PROBLEM TO SOLVE -
Please retype the records below exactly as they stand.

DATA Block Start

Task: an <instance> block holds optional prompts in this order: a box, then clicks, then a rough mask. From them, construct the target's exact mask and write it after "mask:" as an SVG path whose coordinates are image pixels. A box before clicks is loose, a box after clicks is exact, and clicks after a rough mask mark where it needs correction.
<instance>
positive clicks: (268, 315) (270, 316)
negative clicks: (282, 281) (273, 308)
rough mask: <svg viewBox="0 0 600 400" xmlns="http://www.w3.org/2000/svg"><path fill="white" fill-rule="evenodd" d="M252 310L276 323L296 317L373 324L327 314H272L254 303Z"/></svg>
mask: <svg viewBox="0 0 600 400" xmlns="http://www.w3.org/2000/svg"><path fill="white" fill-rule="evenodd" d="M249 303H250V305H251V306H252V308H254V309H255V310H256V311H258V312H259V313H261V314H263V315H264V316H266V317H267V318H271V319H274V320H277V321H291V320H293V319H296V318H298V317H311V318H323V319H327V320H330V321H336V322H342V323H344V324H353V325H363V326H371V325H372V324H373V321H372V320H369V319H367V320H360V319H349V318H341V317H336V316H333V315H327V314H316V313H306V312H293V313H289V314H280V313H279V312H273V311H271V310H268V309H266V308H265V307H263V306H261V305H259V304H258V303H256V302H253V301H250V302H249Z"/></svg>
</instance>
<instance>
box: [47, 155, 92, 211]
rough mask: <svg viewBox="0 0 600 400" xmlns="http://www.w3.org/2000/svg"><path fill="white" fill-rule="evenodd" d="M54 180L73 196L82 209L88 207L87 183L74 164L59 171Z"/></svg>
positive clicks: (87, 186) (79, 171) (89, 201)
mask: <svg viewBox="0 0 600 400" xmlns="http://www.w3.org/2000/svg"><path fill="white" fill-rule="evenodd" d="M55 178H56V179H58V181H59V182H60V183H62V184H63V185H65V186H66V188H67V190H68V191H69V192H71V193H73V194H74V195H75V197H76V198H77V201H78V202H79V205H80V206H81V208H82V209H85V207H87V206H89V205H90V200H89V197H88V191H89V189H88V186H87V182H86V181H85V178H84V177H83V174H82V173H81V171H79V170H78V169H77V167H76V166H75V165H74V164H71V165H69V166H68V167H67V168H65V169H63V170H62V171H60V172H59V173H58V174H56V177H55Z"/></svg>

DATA Block End

SOLVED EXERCISE -
Task: an <instance> block holds optional prompts in this order: a box, then clicks, then a rough mask. From them, construct the target's exact mask and write it after "mask:" as an SVG path whose coordinates are image pixels. A box before clicks is loose, a box after clicks is exact, and clicks after a rough mask mark where it needs correction.
<instance>
positive clicks: (268, 315) (270, 316)
negative clicks: (282, 281) (273, 308)
rough mask: <svg viewBox="0 0 600 400" xmlns="http://www.w3.org/2000/svg"><path fill="white" fill-rule="evenodd" d="M252 310L276 323L296 317L373 324L327 314H272L254 303Z"/></svg>
mask: <svg viewBox="0 0 600 400" xmlns="http://www.w3.org/2000/svg"><path fill="white" fill-rule="evenodd" d="M249 303H250V305H251V306H252V308H254V309H255V310H256V311H258V312H259V313H261V314H263V315H264V316H266V317H267V318H271V319H274V320H277V321H291V320H293V319H296V318H298V317H311V318H323V319H327V320H330V321H336V322H342V323H344V324H353V325H363V326H371V325H372V324H373V321H372V320H369V319H367V320H360V319H349V318H341V317H336V316H333V315H327V314H316V313H306V312H293V313H289V314H280V313H279V312H273V311H271V310H268V309H266V308H265V307H263V306H261V305H259V304H258V303H256V302H253V301H250V302H249Z"/></svg>
</instance>
<instance>
box: [47, 155, 92, 211]
rough mask: <svg viewBox="0 0 600 400" xmlns="http://www.w3.org/2000/svg"><path fill="white" fill-rule="evenodd" d="M54 180L73 196L82 209L88 207L87 183L74 164L59 171Z"/></svg>
positive clicks: (87, 186) (79, 171) (89, 201)
mask: <svg viewBox="0 0 600 400" xmlns="http://www.w3.org/2000/svg"><path fill="white" fill-rule="evenodd" d="M55 178H56V179H58V181H59V182H60V183H62V184H63V185H65V186H66V188H67V190H68V191H69V192H71V193H73V194H74V195H75V197H76V198H77V201H78V202H79V205H80V206H81V208H82V209H85V207H87V206H89V205H90V200H89V197H88V191H89V189H88V186H87V182H86V181H85V178H84V177H83V174H82V173H81V171H79V170H78V169H77V167H76V166H75V165H74V164H71V165H69V166H68V167H67V168H65V169H63V170H62V171H60V172H59V173H58V174H56V177H55Z"/></svg>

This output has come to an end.